Please copy out each entry, word for word.
= = = = = = =
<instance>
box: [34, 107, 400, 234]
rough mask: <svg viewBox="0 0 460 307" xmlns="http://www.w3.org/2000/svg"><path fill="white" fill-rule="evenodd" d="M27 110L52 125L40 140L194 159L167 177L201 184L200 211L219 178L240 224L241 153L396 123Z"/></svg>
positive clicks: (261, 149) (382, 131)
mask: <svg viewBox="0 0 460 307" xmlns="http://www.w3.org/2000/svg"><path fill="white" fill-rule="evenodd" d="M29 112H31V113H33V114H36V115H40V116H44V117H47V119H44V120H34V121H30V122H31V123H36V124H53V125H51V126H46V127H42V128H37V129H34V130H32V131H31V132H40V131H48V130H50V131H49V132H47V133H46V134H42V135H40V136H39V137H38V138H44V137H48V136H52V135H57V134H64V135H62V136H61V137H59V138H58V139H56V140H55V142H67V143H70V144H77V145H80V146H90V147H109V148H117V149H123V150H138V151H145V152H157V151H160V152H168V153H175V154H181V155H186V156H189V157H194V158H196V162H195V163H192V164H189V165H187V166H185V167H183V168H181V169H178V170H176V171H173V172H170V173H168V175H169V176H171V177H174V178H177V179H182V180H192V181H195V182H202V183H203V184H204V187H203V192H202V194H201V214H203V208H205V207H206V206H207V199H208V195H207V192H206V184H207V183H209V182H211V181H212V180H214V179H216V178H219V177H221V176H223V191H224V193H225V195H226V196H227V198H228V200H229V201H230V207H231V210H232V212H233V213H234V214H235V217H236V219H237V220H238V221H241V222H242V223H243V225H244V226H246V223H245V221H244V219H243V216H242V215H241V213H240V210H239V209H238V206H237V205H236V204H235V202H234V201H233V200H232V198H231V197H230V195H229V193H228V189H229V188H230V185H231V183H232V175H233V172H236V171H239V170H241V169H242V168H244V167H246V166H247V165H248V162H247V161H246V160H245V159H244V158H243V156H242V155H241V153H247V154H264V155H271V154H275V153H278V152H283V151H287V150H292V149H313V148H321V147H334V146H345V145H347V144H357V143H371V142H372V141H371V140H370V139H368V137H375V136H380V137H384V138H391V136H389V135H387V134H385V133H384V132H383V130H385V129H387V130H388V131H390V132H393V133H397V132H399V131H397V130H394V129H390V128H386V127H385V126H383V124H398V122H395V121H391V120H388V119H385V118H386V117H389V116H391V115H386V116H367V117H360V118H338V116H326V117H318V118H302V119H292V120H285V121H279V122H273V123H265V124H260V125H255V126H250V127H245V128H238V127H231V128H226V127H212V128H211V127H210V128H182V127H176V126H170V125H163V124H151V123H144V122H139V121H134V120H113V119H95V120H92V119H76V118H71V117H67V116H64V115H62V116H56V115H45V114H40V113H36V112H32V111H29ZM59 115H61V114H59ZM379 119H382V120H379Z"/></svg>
= = = = = = =
ANSWER TO THE EXERCISE:
<instance>
box: [34, 107, 400, 234]
rough mask: <svg viewBox="0 0 460 307" xmlns="http://www.w3.org/2000/svg"><path fill="white" fill-rule="evenodd" d="M27 110L52 125L40 140L194 159L167 177L201 184L200 211L219 178L240 224L241 153L396 123Z"/></svg>
positive clicks: (261, 149) (382, 131)
mask: <svg viewBox="0 0 460 307" xmlns="http://www.w3.org/2000/svg"><path fill="white" fill-rule="evenodd" d="M29 112H31V113H33V114H36V115H40V116H44V117H47V119H44V120H34V121H30V122H31V123H36V124H53V125H51V126H46V127H42V128H37V129H34V130H32V131H31V132H40V131H48V130H50V131H49V132H47V133H46V134H42V135H40V136H39V137H38V138H44V137H48V136H52V135H57V134H64V135H62V136H61V137H59V138H58V139H56V140H55V142H67V143H70V144H77V145H80V146H90V147H109V148H117V149H123V150H138V151H145V152H157V151H160V152H168V153H175V154H181V155H186V156H189V157H194V158H196V162H195V163H192V164H189V165H187V166H185V167H183V168H181V169H178V170H176V171H173V172H170V173H168V175H169V176H171V177H174V178H177V179H182V180H192V181H195V182H202V183H203V184H204V187H203V192H202V194H201V214H203V208H205V207H206V206H207V199H208V195H207V192H206V184H207V183H209V182H211V181H212V180H214V179H216V178H219V177H221V176H223V191H224V193H225V195H226V196H227V198H228V200H229V201H230V207H231V210H232V212H233V213H234V214H235V217H236V219H237V220H238V221H241V222H242V223H243V225H244V226H246V223H245V221H244V219H243V216H242V215H241V213H240V210H239V209H238V206H237V205H236V204H235V202H234V201H233V200H232V198H231V197H230V195H229V193H228V189H229V188H230V185H231V183H232V175H233V172H236V171H239V170H241V169H242V168H244V167H246V166H247V165H248V162H247V161H246V160H245V159H244V158H243V156H242V155H241V153H247V154H264V155H271V154H275V153H278V152H283V151H287V150H292V149H313V148H321V147H334V146H345V145H347V144H357V143H371V142H372V141H371V140H370V139H368V137H375V136H380V137H384V138H391V136H389V135H387V134H385V133H384V132H383V130H385V129H387V130H388V131H390V132H393V133H397V132H399V131H397V130H394V129H390V128H386V127H385V126H383V124H398V122H395V121H391V120H388V119H385V118H386V117H389V116H391V115H386V116H367V117H360V118H338V116H326V117H318V118H302V119H292V120H285V121H279V122H273V123H265V124H260V125H255V126H250V127H245V128H238V127H231V128H226V127H212V128H211V127H210V128H182V127H176V126H170V125H163V124H151V123H144V122H139V121H134V120H113V119H95V120H92V119H76V118H71V117H67V116H64V115H62V116H56V115H45V114H40V113H36V112H32V111H29ZM59 115H61V114H59ZM379 119H382V120H379Z"/></svg>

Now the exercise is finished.